(Referring expression pointing data)

Start of Block

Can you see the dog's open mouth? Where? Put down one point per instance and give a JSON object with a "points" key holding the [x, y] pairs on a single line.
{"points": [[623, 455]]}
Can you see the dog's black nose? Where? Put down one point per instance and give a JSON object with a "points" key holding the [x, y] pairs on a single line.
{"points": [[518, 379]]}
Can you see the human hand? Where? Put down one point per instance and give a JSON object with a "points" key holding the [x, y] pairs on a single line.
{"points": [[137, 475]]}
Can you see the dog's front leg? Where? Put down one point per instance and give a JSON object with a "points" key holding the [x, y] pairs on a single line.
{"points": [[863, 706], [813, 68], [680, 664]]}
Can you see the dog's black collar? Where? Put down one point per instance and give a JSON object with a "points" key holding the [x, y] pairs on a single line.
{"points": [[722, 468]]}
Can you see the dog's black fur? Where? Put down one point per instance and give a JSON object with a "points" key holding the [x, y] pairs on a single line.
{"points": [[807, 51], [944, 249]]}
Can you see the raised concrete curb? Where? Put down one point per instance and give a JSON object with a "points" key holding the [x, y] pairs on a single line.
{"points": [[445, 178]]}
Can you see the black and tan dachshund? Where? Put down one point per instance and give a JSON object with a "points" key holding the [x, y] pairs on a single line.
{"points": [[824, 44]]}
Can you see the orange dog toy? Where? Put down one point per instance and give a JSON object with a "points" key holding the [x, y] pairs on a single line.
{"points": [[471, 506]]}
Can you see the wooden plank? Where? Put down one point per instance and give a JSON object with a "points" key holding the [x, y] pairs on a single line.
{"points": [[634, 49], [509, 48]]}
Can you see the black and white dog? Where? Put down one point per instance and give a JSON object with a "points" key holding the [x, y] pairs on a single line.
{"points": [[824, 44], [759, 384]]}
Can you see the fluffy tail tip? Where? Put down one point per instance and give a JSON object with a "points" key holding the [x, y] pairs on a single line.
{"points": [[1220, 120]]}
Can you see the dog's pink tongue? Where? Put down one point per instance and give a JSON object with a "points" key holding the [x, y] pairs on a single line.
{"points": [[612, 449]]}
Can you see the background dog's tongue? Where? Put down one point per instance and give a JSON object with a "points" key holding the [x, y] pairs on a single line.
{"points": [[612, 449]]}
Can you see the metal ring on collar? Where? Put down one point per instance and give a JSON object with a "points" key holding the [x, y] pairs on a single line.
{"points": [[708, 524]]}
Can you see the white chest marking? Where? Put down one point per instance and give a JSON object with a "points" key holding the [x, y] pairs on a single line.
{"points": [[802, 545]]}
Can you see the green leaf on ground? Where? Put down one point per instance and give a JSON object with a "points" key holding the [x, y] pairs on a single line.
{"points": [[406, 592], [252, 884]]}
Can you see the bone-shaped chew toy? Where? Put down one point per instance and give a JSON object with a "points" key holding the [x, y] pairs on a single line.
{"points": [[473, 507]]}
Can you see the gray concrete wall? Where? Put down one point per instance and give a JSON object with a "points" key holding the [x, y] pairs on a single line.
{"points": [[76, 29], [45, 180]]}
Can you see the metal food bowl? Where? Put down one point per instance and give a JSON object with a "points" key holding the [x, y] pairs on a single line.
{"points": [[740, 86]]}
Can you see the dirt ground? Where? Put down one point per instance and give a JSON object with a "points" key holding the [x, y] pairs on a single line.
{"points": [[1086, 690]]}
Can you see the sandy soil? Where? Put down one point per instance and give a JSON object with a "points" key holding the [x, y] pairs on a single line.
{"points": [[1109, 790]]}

End of Block

• **TASK DESCRIPTION**: The answer must be the complete set of entries, retyped exactly.

• **OUTPUT FOR THIS EXERCISE**:
Can you see the dog's open mouth? Where? Put down one point per instance and give a JSON object with a "points" key holding the [x, y] pairs on a single line.
{"points": [[623, 455]]}
Can you see the dog's black nose? Where? Put down one point per instance and give a JSON object with a "points" key holding the [x, y] pairs on a single line.
{"points": [[518, 379]]}
Can you see the human hand? Where? Put down one point per instance and give a JSON object with a "points" key holding the [x, y] pairs on a single line.
{"points": [[137, 475]]}
Can you see the dog's front leg? Where? Put down one point per instance and give a JSON object with a "points" key holding the [x, y] pairs on a single line.
{"points": [[863, 706], [813, 68], [680, 664]]}
Can you see the dog's black collar? Where? Put down one point per instance and give a JSON object with a "points" key holding the [x, y] pairs on a single line.
{"points": [[722, 468]]}
Can you see the dog's black fur? Where? Put down one point per instance and give a JSON object with a "points" key holding the [x, y] pairs on a single line.
{"points": [[807, 51], [944, 249]]}
Can you see the raised concrete curb? Where? Put down one point per instance and give a JSON object with a "points" key holding the [x, y] pairs on a single line.
{"points": [[445, 178]]}
Can you see the black and tan dachshund? Where? Put down one point per instance and give a JSON object with a "points" key holding the [x, y] pairs on a single line.
{"points": [[824, 44]]}
Can you see the orange dog toy? Where? Put down one point per instance and give a JSON object with a "points" key holding the [x, y] pairs on a single line.
{"points": [[471, 506]]}
Can you see the wooden plank? Where? Put down one point per instance and give a JSON object with a "points" key holding the [x, y] pairs on a single line.
{"points": [[634, 49], [509, 48]]}
Can you see the black and white dog? Where? Put down one point per instance and give a JSON object with a "points" key holding the [x, y] pairs on a single line.
{"points": [[824, 44], [759, 384]]}
Can you see the fluffy tail tip? Where? Put down one point per instance and give a JSON object with a "points" key holding the [x, y] pairs on a single line.
{"points": [[1220, 120]]}
Can you see the dog's pink tongue? Where? Put down one point per instance and give a JSON object with a "points" key holding the [x, y] pairs on a single line.
{"points": [[612, 449]]}
Can you see the background dog's tongue? Where? Put down one point per instance and give a JSON object with a "points" key holding the [x, y] pairs on a single line.
{"points": [[612, 449]]}
Can you see the metal ring on collar? Where? Put down one point per instance and give a JSON object with a "points" key holding the [x, y] pairs on a single line.
{"points": [[708, 524]]}
Can you see the white chest marking? Where? Put down one point per instance and give a JSON object with a "points" key holding the [x, y] pairs on a single line.
{"points": [[802, 545]]}
Can you see the green leaf on ground? Where? Put down one point per instance and give a JSON object with a "points" key holding the [x, y] pairs on a single line.
{"points": [[406, 592], [252, 884]]}
Can you see the bone-shaped chew toy? Where? Put down one point per instance and give a JSON object with a "points" key holding the [x, y] pairs on a single line.
{"points": [[473, 507]]}
Can you see the gray concrete wall? Where? Put down one point per instance and give a JSON object with a "points" key holding the [x, y] pairs on a single line.
{"points": [[76, 29], [45, 180]]}
Can you see the metal food bowl? Where? Put down one point per instance and give a JSON object with a "points" key holding the [x, y] pairs on a single line.
{"points": [[740, 86]]}
Can you see the dirt ground? Where? Put down one point per instance and give a JSON object with a "points" key holding the [x, y] pairs on a single line.
{"points": [[1086, 690]]}
Can you see the sandy soil? Where? Put down one point per instance and give a JSON object with a "points" key holding the [x, y] pairs on a single line.
{"points": [[1109, 790]]}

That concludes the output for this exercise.